— Start of Stored rows —

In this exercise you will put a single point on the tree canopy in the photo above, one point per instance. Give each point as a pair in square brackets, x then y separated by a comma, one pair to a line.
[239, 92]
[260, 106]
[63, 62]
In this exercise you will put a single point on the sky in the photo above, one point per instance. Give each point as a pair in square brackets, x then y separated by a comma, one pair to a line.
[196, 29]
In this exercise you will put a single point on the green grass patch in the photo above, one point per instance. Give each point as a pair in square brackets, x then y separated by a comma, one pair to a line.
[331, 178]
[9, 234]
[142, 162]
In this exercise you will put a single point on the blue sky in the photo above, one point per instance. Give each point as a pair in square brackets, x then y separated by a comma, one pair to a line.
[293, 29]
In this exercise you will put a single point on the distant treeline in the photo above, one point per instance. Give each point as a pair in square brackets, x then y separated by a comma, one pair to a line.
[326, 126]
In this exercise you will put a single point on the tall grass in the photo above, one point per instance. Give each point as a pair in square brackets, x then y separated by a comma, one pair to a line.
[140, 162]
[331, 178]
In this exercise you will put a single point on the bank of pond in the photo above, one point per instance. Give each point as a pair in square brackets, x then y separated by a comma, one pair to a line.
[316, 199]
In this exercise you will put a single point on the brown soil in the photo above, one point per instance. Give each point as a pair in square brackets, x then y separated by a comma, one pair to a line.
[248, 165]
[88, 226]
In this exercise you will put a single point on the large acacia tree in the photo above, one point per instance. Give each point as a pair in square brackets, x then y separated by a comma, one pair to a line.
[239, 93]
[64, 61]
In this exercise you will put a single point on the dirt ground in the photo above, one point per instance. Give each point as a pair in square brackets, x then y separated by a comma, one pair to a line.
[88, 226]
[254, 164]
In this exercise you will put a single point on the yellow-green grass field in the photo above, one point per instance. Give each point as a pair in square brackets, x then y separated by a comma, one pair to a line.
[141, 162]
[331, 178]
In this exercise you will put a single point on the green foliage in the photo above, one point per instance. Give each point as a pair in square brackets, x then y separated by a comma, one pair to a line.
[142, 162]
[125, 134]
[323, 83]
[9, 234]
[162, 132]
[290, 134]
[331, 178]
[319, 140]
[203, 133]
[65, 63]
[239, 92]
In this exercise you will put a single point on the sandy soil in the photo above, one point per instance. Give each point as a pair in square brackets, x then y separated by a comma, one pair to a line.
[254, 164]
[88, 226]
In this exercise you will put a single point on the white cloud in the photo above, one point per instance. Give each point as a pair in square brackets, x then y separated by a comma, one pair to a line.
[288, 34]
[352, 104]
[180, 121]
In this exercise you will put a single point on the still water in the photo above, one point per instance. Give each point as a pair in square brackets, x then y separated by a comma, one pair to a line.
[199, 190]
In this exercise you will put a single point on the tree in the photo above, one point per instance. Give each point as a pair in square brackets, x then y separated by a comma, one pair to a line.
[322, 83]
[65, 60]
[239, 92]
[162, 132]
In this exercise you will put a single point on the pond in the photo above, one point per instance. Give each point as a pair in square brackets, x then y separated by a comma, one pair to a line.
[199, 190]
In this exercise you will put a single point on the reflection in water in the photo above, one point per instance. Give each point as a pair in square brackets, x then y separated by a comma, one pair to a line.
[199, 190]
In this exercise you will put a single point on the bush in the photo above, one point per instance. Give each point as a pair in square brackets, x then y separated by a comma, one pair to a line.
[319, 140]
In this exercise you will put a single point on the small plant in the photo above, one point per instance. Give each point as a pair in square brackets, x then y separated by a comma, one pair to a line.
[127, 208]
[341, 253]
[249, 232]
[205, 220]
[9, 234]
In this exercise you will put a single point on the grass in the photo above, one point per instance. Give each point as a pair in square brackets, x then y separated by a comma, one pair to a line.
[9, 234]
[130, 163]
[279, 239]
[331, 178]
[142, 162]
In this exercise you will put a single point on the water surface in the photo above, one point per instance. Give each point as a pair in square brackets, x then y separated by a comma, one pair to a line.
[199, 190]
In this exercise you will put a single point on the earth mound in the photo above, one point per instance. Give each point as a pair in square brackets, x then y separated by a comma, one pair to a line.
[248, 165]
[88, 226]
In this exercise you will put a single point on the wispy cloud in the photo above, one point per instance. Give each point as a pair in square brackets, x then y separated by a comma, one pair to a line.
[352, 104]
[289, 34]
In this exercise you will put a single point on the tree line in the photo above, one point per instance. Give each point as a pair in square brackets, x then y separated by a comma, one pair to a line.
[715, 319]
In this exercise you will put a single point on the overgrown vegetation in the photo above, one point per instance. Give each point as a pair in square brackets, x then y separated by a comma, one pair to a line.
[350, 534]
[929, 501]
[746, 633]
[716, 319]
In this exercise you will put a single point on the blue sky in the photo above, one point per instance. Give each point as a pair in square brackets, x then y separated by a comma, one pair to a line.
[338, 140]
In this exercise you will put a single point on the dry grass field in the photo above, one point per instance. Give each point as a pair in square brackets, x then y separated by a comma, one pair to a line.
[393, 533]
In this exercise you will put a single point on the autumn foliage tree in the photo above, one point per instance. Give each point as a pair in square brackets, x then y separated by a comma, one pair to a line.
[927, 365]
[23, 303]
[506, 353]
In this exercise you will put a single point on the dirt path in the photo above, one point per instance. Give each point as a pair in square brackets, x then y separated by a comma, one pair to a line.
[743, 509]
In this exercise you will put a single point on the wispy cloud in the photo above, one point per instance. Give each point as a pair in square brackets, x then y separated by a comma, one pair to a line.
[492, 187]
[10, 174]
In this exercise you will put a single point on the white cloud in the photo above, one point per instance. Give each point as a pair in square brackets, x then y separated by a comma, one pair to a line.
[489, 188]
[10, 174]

— End of Stored rows —

What is required |
All of the data must be returned exactly.

Correct output |
In this exercise you will put a single point on the tree canopy in the photo above, one point per instance. Give each point as a pair in square brackets, x then y separated by a comma, one pair to a line.
[239, 92]
[260, 106]
[63, 62]
In this exercise you will put a single point on the sky in the photo above, one point per instance. Give each point as a pair in square brackets, x then y separated by a comma, one pair to a line.
[196, 29]
In this exercise you will put a single point on the green grass patch in the photo above, one point per instance. Give each point as a pair in square brackets, x then y separated by a comma, one pair to a line.
[331, 178]
[9, 234]
[142, 162]
In this exercise you will put a single point on the blue sky in the photo above, one point per instance. Give each point as a pair in square brackets, x then y separated by a comma, one pair to a line.
[293, 29]
In this exercise you will put a single point on the distant treeline in the photo above, one point per instance. Give each point as a pair in square brackets, x then y separated by a comma, one pair to a line.
[326, 126]
In this exercise you will put a single point on the tall grass in the photo above, one point per instance. Give each point as a pair in square brackets, x then y separated by a comma, one pair to a line.
[140, 162]
[331, 178]
In this exercise you will put a single point on the bank of pond in the photo above, one point per instance. Give each point as a pair in square brackets, x then y separated by a comma, one pair to a line.
[316, 199]
In this exercise you will put a single point on the brown soil in the photo above, one point per instance. Give each point as a pair in square brackets, x then y separated by a comma, one pair to a line.
[248, 165]
[88, 226]
In this exercise you will put a single point on the large acacia tree in the photo above, one point per instance. Give each point as a pair in square brackets, x then y separated by a comma, one pair to a line.
[239, 93]
[64, 61]
In this exercise you will put a single point on the dirt ground in the photo above, one point per instance. Give each point as a pair in square brackets, x then y separated by a comma, one pair to a line.
[88, 226]
[254, 164]
In this exercise you will put a single point on the yellow-green grass field in the photo above, one point per instance. Give each point as a pair in square brackets, x then y separated by a comma, one pair to a line.
[141, 162]
[331, 178]
In this exercise you will put a single point on the green foliage in the photo above, one point per instance. Give each point as a pair in square brackets, x then y separated by a comma, one pair to a line.
[142, 162]
[125, 134]
[323, 83]
[9, 234]
[162, 132]
[290, 134]
[331, 178]
[319, 140]
[203, 133]
[65, 63]
[239, 92]
In this exercise you will put a single point on the sandy soil in the photo above, one point per instance. Give each point as a pair in square brackets, x then y separated by a comma, one pair to a line.
[254, 164]
[88, 226]
In this exercise you will put a single point on the white cloud in the photo above, one point per instance. Give each point as a pair in square brackets, x then y separated by a comma, one pair to a line.
[288, 34]
[352, 104]
[180, 121]
In this exercise you will put a single point on the still water in the photo above, one point per instance. Give each point as a pair in square brackets, x then y separated by a comma, one pair to a line.
[199, 190]
In this exercise you will put a single point on the tree in the photo above, one point per instance. Give each point as a pair in square brackets, x then y separated by a comma, one pair to a line.
[322, 83]
[65, 60]
[239, 92]
[162, 132]
In this exercise you will put a single point on the pond in the photo above, one point per instance. Give each point as a pair in square brackets, x then y separated by a comma, one pair to a line.
[199, 190]
In this exercise you will put a single point on the reflection in water in the photo above, one point per instance. Give each point as a pair in square brackets, x then y separated by a comma, one pair to a line.
[199, 190]
In this exercise you will put a single point on the bush in the photo above, one point per instance. Give each point as a pair in square brackets, x then y separated by a comma, one pair to a line.
[319, 140]
In this exercise you will put a single point on the small plant in the photo above, one point per instance. Give each point as a pair in square brackets, x then y separated by a comma, one pair to a line.
[127, 208]
[341, 253]
[249, 232]
[205, 220]
[9, 234]
In this exercise you will put a single point on the grass in the photo above, one point per instance. Give each point as a pair in square brackets, x then y separated by a comma, one pair to a line.
[9, 234]
[130, 163]
[279, 239]
[331, 178]
[142, 162]
In this exercise you will put a single point on the water surface in the photo above, one point per instance. Give each point as a pair in square brackets, x then y separated by a comma, one pair to a line.
[199, 190]
In this exercise you will put a single point on the earth mound in the photo above, one point per instance. Give each point as a pair in square brackets, x then y separated by a comma, one pair to a line.
[248, 165]
[88, 226]
In this exercise you will put a single point on the wispy cloud in the photo above, one point per instance. Give each point as a pair in square brackets, x then y separated by a comma, one pair to a line.
[352, 104]
[289, 34]
In this exercise you will put a single point on the tree line in the photo above, one point per instance. Give each point as a pair in square brackets, x then y separated by a comma, one pair to a line.
[715, 319]
In this exercise you will put a single point on the overgrown vegetation in the photo above, one point per instance. Give each point as a pair in square brackets, x then y separated by a comma, one pair to a line.
[350, 534]
[929, 501]
[746, 633]
[716, 319]
In this exercise you will put a single point on the blue sky in the photo above, one point per instance. Give each point as a pair in square brackets, x then y separated by a comma, one pair to a line.
[338, 140]
In this exercise you will put a single point on the dry grass field in the photo above, one point per instance. Give each point as a pair in square brackets, x then y separated by a comma, one pair to a line.
[393, 533]
In this exercise you will put a single point on the autumn foliage tree in the photo above, one point per instance. Give each point as a pair in square brackets, x then y separated by a comma, one pair to a line.
[927, 365]
[23, 303]
[506, 353]
In this exercise you will put a single point on the dirt path in the photo above, one point per instance. Give each point as a pair in square brackets, x then y separated by a comma, one pair to a line.
[743, 509]
In this exercise you will put a single point on the wispy cloud in the photo above, one point per instance. Give each point as a pair in square brackets, x then y separated by a comma, one pair to a line.
[492, 187]
[10, 174]
In this exercise you will put a single point on the white cloud in the photo above, one point per instance. Give each point as a pair in square brackets, x then y separated by a comma, one pair to a line.
[489, 188]
[10, 174]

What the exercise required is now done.